• Your goal:
Retype exactly the lines from the line with "For the man in" to the end of the data, keeping both boundary lines.

>> START

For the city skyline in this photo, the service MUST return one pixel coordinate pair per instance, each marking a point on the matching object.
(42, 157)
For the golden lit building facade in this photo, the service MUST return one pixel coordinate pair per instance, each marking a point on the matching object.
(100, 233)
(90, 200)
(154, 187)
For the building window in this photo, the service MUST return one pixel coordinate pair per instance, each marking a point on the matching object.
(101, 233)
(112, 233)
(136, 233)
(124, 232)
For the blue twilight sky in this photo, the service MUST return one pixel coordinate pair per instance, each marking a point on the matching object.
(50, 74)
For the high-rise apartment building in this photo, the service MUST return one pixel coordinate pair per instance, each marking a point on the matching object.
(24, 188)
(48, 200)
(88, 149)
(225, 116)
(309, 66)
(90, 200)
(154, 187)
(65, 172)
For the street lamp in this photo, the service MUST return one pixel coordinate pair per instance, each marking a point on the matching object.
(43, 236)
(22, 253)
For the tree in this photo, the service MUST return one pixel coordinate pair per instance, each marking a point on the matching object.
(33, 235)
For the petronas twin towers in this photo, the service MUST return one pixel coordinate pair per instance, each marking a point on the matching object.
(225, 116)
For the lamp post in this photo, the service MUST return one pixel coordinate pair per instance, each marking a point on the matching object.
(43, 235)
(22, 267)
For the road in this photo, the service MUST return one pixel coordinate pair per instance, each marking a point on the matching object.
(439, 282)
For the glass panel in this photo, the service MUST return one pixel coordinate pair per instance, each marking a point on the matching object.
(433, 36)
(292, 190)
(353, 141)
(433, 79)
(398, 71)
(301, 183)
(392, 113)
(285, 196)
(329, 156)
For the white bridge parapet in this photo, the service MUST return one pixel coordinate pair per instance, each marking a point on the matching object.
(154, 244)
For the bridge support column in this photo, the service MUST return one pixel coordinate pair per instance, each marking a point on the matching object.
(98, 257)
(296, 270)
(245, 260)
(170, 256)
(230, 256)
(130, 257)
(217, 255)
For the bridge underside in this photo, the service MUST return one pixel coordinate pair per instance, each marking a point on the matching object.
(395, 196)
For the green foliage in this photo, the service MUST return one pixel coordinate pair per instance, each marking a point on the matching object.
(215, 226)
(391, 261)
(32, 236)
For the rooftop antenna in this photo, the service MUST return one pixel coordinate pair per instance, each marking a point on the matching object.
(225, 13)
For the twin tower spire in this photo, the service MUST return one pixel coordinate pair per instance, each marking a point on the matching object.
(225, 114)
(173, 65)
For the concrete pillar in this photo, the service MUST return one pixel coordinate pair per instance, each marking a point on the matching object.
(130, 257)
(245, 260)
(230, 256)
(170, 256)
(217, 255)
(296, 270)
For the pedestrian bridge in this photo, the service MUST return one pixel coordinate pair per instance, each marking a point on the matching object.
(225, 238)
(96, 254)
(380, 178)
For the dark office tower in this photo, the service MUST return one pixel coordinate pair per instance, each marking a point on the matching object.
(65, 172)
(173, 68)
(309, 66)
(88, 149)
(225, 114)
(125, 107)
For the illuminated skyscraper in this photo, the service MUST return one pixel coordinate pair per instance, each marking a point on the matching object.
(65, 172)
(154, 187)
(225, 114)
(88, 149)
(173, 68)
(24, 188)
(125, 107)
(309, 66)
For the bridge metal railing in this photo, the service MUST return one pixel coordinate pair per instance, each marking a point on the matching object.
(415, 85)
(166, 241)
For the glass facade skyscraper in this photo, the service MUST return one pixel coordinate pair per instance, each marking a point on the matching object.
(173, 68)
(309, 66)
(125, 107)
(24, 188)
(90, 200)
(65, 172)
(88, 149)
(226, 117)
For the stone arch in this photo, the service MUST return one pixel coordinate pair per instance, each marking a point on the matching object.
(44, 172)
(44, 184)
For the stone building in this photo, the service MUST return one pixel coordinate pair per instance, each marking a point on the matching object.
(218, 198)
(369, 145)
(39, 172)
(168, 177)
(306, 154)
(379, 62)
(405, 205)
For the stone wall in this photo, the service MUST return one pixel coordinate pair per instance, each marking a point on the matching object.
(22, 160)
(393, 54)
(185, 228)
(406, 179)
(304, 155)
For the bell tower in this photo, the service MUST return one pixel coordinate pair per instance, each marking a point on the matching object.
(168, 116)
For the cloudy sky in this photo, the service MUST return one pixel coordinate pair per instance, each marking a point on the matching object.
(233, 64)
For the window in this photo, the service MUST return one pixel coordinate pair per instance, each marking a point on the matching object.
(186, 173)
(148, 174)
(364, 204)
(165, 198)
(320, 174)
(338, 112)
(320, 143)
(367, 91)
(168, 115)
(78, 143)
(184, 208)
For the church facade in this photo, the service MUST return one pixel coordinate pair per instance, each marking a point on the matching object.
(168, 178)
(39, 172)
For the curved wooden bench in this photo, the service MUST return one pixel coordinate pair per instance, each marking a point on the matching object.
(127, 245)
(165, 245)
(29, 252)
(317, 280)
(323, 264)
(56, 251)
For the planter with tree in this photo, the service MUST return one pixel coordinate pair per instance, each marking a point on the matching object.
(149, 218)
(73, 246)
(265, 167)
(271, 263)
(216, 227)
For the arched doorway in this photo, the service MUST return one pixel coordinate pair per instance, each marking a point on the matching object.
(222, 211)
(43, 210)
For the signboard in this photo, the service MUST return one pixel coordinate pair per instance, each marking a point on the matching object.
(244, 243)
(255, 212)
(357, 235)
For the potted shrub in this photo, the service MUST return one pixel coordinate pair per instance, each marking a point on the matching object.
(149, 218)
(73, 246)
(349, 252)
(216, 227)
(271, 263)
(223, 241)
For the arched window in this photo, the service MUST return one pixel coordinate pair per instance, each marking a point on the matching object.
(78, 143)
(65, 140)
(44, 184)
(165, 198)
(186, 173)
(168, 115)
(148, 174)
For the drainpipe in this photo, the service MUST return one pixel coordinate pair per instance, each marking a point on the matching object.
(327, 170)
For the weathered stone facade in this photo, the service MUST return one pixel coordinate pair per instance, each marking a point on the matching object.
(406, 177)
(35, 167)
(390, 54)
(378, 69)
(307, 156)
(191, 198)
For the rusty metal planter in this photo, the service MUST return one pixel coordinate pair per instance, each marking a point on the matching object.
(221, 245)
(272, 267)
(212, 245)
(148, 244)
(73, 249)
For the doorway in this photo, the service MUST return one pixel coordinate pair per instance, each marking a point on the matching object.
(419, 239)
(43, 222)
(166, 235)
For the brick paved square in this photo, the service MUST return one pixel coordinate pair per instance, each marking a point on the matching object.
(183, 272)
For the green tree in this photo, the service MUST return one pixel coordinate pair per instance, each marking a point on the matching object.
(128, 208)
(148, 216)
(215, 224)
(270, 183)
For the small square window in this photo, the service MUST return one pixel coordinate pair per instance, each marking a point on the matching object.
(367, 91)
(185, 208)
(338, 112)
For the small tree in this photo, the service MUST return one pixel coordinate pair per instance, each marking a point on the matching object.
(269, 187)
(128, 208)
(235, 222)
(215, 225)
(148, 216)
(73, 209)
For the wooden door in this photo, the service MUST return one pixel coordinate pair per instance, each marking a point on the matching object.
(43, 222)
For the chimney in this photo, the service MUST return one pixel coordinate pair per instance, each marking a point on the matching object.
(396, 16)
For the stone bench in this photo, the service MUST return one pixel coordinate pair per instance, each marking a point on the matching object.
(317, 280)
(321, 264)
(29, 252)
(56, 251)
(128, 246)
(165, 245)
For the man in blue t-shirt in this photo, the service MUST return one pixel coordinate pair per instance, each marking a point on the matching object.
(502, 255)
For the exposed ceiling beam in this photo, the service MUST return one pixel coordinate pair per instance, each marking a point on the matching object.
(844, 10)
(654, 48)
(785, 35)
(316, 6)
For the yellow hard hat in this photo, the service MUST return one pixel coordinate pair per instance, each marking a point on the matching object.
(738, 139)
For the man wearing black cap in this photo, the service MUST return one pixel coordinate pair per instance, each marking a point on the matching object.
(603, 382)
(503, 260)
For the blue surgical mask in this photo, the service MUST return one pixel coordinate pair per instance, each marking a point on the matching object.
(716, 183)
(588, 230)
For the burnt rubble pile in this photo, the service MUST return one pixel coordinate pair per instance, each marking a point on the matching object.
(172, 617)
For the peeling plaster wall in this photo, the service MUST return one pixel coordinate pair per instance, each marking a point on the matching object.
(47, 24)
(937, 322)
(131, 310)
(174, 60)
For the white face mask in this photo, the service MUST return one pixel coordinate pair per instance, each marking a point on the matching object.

>> END

• Problem solution:
For the man in blue t-shirt in this photo, the service MUST return one pixel coordinate pair per instance, each marking a point on the matching object.
(502, 255)
For the exposed ceiling beam in this photo, the service MUST return one pixel coordinate pair per instance, each marking a point on the matching object.
(844, 10)
(654, 48)
(785, 35)
(316, 6)
For the yellow hard hat in this photo, the service MUST return one pixel coordinate pair per instance, each marking a point on the matching object.
(738, 139)
For the man wearing black cap in this photo, the service MUST return one pixel coordinate pair per instance, each marking a point on the matching object.
(603, 382)
(503, 260)
For the blue surgical mask in this photo, the service MUST return one pixel coordinate pair per instance, each marking a point on the matching object.
(716, 183)
(588, 230)
For the burnt rubble pile in this photo, the service MUST return one pixel coordinate pair per instance, each marking a point on the matching object.
(172, 617)
For the peeling plaster wall in this photo, the service MUST return one pixel coordinate pair per instance, each marking a point on the matching object.
(47, 24)
(937, 322)
(131, 310)
(174, 60)
For the white face mask in this photo, the service MUST return one pixel coordinate pair per instance, each marking a point on the matching object.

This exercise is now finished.